SET EXERCISE 1:
From the appellate court opinion below, write out the stretch from "Barnard, P. J." through "law being identical." word for word.

Everts v. Will S. Fawcett Co.

Annotate this Case
[Civ. No. 2010. Fourth Appellate District. December 23, 1937.]

H. W. EVERTS, Appellant, v. WILL S. FAWCETT CO. (a Corporation), Respondent.

[Civ. No. 2011. Fourth Appellate District. December 23, 1937.]

H. W. EVERTS, Appellant, v. WILL S. FAWCETT, Respondent.


Louis Ferrari, Edmund Nelson, A. S. Goldflam, Hickcox & Trude, Cullinan, Hickey & Sweigert and Cushing & Cushing for Appellant.

Jud R. Rush and Don C. Bitler for Respondent.


Barnard, P. J.

The appellant has appealed from two orders setting aside two execution sales and canceling the certificates of sale. The orders were made in two separate actions but the appeals have been consolidated and presented on one set of briefs, the material facts in each case being exactly similar and the questions of law being identical.

The appellant, as assignee for collection of the Bank of America N. T. & S. A., had recovered judgments against these respondents in two actions in the Superior Court of Imperial County, based upon money loaned, and both judgments had become final. Executions were issued and four claims or causes of action, then pending in the Superior Court of Los Angeles County, were sold by the sheriff at execution sales and were purchased by the appellant. Two of the causes of action thus sold were brought by the respondent Fawcett Co. against the Bank of America, its associated corporations and certain corporation officials, and the other two were brought by the respondent Fawcett against the same defendants. All four of these actions were based upon unliquidated claims for damages for fraud, it being alleged in two of them that Fawcett Co. and Fawcett had been induced through fraudulent representations to purchase certain shares of stock in Transamerica Corporation, and in the other two that the same plaintiffs had been thus induced to refrain from selling certain shares in that corporation. [24 Cal. App. 2d 215]

It appears that statutory notice of these sales was given, that the respective plaintiffs in the Los Angeles County actions had actual notice of the sales well in advance of the time set, that they did not appear at the sales and that immediately after the sales they were notified that the same had taken place. More than six months later these respondents moved for an order annulling the execution sales on the grounds that a cause of action sounding in tort for unliquidated damages resulting from fraud and deceit is not subject to sale on execution, that the description in the notices of sale and at the sales of the property was insufficient and that the prices paid were grossly inadequate. These motions were granted and these appeals followed.

Entries for bounding box labeling
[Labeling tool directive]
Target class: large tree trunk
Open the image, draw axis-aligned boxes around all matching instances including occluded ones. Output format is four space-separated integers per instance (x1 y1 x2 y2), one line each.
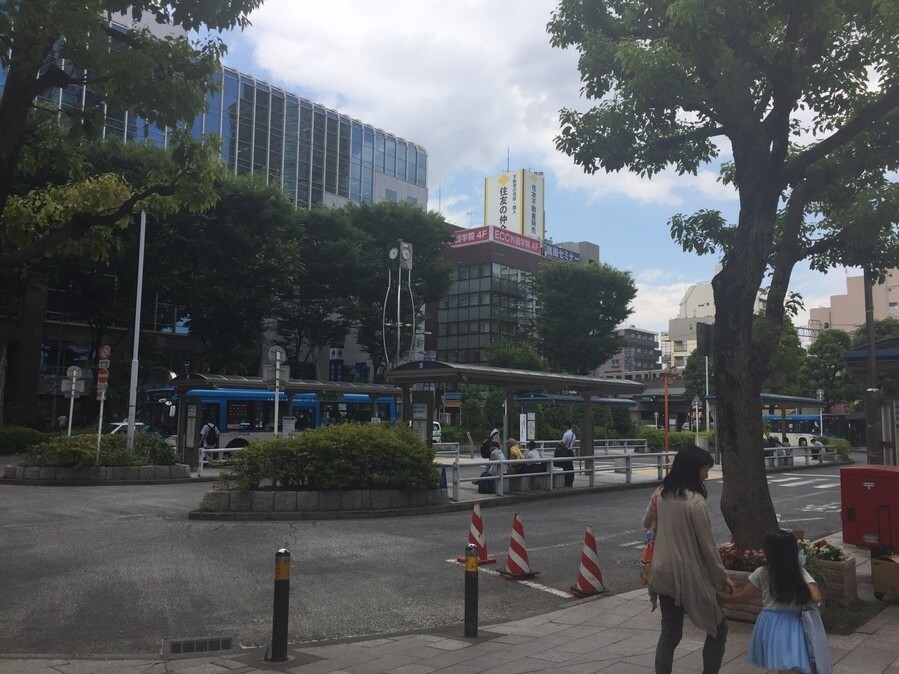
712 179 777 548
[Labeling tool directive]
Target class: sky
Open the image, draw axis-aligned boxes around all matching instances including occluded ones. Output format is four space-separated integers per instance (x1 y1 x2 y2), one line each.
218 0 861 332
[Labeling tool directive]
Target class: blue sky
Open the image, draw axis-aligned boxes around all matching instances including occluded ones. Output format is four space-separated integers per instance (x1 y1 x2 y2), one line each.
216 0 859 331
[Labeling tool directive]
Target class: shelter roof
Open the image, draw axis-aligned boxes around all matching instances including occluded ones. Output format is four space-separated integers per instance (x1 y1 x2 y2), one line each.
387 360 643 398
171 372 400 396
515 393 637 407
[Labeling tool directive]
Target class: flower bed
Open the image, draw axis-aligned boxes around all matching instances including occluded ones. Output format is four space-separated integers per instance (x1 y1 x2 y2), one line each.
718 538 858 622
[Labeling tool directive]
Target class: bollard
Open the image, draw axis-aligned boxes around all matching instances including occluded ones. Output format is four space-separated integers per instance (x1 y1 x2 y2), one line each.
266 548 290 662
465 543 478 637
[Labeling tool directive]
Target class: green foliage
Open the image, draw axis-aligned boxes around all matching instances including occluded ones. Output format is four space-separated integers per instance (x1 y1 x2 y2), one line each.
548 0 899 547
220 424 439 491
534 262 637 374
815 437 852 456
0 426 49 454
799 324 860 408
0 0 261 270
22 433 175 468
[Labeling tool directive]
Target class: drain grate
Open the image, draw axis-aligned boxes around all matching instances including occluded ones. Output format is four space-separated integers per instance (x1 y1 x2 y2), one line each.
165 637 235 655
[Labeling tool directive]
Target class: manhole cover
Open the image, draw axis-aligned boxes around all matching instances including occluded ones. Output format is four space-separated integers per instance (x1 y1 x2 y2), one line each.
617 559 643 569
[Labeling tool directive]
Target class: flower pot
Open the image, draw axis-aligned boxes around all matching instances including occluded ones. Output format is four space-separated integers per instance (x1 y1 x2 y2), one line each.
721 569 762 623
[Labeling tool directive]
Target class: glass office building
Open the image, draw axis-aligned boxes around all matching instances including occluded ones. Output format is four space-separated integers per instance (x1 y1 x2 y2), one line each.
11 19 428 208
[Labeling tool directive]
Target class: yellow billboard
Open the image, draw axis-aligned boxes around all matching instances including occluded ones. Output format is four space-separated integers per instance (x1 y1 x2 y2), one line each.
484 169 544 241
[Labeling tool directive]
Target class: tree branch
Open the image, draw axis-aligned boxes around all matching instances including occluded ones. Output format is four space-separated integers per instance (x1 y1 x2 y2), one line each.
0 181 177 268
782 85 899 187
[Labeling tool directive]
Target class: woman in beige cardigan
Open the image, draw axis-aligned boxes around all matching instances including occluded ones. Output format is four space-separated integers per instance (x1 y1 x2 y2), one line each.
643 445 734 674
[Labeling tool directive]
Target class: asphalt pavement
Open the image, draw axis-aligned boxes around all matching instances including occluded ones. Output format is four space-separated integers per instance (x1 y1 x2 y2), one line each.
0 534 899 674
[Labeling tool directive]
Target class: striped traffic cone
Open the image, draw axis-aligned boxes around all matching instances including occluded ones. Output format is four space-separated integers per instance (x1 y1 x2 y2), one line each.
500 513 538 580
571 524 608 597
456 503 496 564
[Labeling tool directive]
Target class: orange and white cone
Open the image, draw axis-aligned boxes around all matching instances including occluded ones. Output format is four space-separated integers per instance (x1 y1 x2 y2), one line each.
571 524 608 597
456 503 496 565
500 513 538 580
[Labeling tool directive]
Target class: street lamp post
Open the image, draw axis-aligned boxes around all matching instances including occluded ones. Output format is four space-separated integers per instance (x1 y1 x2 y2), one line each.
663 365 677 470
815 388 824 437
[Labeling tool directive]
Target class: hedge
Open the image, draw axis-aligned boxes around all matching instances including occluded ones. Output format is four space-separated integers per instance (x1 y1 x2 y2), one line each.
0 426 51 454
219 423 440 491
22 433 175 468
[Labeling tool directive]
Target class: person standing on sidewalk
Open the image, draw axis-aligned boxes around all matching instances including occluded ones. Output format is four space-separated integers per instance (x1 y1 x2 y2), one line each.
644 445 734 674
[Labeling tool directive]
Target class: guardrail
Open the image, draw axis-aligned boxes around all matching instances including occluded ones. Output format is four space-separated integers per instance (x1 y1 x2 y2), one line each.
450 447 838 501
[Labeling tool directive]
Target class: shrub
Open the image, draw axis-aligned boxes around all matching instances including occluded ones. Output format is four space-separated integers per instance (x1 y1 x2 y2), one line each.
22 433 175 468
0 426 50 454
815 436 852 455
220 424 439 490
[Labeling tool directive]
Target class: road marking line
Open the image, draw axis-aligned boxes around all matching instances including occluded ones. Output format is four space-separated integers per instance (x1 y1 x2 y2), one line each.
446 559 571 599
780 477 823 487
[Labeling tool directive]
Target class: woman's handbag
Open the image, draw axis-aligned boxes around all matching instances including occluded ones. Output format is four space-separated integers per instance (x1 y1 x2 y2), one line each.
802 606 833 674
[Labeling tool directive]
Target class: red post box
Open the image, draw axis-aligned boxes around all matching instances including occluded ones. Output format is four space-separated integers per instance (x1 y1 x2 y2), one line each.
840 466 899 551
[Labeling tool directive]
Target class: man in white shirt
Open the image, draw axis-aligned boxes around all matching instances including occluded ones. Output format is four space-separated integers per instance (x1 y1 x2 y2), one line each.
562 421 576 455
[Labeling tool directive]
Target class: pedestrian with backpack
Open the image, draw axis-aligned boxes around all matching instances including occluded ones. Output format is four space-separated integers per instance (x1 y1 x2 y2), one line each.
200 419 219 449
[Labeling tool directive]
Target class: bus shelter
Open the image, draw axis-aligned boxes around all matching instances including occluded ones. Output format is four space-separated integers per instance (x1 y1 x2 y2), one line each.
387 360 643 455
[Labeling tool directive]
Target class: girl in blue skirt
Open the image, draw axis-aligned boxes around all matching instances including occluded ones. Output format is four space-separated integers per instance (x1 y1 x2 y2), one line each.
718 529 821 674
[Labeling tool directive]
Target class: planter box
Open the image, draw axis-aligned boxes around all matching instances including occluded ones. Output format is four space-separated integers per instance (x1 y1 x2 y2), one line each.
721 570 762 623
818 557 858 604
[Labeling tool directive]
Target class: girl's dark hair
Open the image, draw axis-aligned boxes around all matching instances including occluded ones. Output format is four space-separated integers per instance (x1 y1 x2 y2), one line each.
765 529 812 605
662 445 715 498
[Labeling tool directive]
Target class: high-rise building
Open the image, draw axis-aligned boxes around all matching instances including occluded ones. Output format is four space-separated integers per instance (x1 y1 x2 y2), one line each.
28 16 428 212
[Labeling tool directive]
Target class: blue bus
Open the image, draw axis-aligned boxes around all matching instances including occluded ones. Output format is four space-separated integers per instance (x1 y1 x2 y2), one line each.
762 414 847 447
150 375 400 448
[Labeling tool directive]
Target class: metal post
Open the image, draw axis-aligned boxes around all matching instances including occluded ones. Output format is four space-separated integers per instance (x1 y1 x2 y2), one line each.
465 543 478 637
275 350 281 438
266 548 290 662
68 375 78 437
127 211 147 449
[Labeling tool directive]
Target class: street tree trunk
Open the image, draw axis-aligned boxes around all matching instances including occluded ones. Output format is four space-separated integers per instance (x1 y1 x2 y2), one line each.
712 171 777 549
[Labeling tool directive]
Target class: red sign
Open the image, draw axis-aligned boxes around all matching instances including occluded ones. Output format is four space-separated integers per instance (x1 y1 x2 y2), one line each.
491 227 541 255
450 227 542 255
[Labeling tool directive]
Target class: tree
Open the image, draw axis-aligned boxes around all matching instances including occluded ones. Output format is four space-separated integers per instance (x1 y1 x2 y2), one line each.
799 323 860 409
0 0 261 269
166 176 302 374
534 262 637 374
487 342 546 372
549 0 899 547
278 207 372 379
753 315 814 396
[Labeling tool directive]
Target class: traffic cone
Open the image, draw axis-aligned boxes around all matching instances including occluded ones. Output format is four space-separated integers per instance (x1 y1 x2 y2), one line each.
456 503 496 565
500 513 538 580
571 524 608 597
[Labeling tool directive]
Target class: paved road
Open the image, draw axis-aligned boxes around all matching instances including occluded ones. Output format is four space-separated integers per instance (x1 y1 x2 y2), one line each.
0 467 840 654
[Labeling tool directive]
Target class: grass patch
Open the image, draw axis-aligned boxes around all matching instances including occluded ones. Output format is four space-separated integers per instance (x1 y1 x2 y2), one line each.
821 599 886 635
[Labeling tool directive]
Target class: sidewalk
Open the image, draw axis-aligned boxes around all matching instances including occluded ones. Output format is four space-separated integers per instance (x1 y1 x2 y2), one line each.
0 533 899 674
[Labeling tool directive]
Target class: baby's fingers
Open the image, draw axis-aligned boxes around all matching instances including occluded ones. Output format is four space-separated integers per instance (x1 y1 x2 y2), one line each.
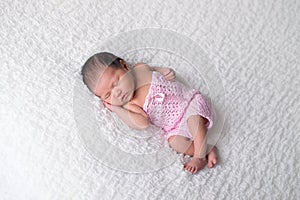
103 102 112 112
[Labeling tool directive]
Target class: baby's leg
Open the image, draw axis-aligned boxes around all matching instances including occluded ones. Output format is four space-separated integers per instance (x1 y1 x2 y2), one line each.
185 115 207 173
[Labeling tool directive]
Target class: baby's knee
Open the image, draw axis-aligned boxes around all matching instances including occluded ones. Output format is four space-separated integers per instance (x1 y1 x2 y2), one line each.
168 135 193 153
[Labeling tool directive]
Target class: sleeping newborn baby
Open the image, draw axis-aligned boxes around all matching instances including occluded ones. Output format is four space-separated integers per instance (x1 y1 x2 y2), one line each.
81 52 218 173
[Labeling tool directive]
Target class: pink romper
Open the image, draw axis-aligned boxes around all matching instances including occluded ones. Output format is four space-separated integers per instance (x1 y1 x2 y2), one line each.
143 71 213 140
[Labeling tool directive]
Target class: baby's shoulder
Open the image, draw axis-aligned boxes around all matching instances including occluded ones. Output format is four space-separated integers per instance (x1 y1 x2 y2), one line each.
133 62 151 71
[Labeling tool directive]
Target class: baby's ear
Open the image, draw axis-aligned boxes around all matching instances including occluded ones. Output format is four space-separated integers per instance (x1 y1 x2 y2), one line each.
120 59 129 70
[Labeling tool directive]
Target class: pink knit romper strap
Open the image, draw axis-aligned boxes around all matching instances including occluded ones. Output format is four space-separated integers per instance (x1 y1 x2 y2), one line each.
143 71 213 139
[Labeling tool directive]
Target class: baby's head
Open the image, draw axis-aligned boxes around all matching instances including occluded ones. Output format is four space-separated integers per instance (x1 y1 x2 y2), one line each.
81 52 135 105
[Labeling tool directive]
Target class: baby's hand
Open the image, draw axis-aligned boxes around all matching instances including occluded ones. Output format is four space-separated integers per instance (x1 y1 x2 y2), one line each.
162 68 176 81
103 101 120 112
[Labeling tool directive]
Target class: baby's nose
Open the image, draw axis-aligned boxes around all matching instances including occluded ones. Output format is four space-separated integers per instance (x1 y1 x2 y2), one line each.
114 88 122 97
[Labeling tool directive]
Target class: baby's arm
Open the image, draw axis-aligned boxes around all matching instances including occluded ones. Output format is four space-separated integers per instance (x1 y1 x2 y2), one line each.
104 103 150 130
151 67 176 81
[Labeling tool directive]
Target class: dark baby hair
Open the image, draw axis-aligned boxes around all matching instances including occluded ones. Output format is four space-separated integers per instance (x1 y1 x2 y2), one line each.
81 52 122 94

SET EXERCISE 2:
State how many lines of the records contain the string "baby". Reply with the number alone.

WORKED ANSWER 1:
Barnard, P. J.

The appellant has appealed from two orders setting aside two execution sales and canceling the certificates of sale. The orders were made in two separate actions but the appeals have been consolidated and presented on one set of briefs, the material facts in each case being exactly similar and the questions of law being identical.

WORKED ANSWER 2:
11